» **Data**:
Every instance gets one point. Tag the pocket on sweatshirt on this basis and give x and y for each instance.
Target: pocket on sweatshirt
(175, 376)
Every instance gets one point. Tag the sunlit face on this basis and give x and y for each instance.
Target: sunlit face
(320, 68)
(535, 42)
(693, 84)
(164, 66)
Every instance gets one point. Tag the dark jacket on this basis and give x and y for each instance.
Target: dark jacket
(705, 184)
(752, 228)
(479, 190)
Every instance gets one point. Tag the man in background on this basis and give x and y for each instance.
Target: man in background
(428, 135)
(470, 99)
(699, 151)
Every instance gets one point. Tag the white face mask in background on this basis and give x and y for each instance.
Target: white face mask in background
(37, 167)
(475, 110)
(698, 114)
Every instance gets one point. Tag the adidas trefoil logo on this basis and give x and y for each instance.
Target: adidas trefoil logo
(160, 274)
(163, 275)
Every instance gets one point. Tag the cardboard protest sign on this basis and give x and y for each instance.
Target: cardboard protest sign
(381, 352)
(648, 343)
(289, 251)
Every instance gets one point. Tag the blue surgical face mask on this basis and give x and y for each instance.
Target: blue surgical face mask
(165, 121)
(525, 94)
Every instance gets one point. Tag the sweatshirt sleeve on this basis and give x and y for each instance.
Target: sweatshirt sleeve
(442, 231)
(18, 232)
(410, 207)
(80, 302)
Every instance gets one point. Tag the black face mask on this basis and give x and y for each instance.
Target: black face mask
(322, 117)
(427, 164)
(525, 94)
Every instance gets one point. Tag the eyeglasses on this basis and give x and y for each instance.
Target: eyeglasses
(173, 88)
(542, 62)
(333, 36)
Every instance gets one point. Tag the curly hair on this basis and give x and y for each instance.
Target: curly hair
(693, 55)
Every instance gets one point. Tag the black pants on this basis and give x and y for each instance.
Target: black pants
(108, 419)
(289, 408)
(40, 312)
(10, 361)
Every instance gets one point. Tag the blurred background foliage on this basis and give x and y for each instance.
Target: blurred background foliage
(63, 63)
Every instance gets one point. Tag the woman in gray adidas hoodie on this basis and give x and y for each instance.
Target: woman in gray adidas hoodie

==

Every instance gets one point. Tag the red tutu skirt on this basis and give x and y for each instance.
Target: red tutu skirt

» **Task prompt**: Each line of the data in which the string "skirt" appears needs to be copied.

» **Your response**:
Every instance gets one point. Tag the red tutu skirt on this basis and give x and y for each instance.
Target: red tutu skirt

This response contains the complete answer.